• [PROBLEM TO WORK ON] A line below contains "Phrase -- bench leg", and a later one contains "Phrase -- patch of sunlight". Repeat both, with every line between them, exactly.
━━━━━━━━━━━━━━━━━━━━
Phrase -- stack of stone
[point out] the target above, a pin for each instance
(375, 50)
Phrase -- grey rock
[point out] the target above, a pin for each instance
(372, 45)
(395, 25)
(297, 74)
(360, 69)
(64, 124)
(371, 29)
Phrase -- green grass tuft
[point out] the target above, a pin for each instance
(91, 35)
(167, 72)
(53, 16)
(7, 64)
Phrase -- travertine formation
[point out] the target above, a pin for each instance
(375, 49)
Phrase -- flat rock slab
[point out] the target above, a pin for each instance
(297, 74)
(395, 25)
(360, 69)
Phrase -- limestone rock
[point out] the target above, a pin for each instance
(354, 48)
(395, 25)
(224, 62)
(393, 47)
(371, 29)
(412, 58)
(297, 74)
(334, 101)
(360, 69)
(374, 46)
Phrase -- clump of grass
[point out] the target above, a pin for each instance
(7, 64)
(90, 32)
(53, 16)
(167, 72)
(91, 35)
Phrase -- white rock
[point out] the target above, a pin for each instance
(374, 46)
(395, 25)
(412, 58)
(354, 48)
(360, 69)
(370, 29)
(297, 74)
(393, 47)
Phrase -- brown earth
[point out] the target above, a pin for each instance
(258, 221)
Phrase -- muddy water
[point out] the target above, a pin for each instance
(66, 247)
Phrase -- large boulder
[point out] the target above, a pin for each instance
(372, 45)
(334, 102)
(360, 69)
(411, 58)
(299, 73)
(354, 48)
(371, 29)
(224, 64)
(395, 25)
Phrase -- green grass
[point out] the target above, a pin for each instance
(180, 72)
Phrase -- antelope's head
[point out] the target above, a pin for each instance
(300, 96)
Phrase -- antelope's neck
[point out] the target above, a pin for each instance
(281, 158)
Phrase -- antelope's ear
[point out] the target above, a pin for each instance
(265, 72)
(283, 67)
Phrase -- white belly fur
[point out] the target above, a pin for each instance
━━━━━━━━━━━━━━━━━━━━
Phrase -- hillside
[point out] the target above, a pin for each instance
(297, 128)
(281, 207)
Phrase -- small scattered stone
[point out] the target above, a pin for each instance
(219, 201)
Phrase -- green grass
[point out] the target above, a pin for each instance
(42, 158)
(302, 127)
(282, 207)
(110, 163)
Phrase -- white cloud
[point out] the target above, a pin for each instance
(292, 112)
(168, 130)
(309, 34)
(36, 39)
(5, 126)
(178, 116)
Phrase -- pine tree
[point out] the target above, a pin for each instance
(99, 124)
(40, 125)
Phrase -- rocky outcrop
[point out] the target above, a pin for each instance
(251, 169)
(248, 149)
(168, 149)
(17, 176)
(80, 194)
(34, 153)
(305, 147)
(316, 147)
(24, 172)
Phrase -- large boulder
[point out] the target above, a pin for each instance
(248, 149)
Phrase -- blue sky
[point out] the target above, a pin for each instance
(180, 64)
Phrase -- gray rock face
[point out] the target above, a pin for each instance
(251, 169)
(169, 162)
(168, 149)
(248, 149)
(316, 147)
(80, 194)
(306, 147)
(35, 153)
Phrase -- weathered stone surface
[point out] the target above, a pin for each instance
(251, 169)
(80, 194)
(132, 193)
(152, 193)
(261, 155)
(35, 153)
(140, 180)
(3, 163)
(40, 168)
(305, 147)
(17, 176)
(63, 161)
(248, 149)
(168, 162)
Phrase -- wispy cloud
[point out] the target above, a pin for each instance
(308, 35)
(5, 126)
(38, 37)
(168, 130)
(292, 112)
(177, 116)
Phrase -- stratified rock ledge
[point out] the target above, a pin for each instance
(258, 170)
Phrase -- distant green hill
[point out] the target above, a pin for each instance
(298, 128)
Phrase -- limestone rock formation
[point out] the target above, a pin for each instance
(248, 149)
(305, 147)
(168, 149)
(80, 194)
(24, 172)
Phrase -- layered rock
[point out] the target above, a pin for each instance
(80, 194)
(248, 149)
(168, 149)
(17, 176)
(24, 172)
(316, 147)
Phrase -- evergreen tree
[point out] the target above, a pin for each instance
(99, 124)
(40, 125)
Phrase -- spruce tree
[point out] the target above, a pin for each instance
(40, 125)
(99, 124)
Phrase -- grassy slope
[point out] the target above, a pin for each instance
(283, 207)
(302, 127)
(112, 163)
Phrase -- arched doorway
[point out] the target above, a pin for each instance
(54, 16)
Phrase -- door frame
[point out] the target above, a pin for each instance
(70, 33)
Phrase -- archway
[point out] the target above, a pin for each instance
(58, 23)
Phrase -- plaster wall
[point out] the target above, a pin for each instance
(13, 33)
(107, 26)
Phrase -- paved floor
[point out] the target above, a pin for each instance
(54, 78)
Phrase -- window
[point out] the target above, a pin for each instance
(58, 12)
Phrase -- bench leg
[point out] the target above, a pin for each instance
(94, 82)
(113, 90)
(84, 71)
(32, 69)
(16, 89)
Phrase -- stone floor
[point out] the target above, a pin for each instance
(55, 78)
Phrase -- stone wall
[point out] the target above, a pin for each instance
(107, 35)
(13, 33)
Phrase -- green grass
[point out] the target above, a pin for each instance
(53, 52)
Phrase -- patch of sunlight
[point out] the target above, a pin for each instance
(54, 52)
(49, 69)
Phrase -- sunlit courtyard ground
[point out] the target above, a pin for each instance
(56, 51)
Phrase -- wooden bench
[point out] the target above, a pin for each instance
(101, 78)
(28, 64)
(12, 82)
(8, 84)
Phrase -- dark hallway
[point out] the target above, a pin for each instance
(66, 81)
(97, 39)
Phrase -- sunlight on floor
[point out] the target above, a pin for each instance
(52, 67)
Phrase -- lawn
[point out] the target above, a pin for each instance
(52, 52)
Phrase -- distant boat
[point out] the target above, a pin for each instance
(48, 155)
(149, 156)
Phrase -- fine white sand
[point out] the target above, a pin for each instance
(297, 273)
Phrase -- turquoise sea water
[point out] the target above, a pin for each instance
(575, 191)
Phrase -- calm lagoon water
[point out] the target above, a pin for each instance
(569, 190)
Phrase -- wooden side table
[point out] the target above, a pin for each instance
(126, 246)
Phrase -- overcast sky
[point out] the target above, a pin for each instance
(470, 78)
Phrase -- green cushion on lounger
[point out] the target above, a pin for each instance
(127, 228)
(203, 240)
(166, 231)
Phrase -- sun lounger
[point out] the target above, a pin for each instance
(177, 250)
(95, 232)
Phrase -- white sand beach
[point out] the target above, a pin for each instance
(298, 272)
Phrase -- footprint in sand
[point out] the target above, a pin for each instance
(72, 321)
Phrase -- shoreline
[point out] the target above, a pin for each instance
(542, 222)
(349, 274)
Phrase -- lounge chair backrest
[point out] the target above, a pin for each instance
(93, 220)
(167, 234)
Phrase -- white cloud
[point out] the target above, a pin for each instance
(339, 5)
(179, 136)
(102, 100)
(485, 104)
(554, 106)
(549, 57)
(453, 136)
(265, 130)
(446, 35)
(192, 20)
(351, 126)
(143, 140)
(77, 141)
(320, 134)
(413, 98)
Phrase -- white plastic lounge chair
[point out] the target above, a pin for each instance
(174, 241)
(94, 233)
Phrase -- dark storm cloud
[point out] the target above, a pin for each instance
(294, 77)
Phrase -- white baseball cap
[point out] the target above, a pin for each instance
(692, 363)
━━━━━━━━━━━━━━━━━━━━
• [YOUR RESPONSE]
Phrase -- bench leg
[point out] the target above, a pin for each instance
(94, 82)
(113, 90)
(84, 71)
(32, 69)
(16, 89)
Phrase -- stone floor
[point out] the target above, a pin for each instance
(55, 78)
Phrase -- stone wall
[point out] the target above, a pin for each instance
(107, 35)
(13, 33)
Phrase -- green grass
[point out] the target above, a pin for each instance
(53, 52)
Phrase -- patch of sunlight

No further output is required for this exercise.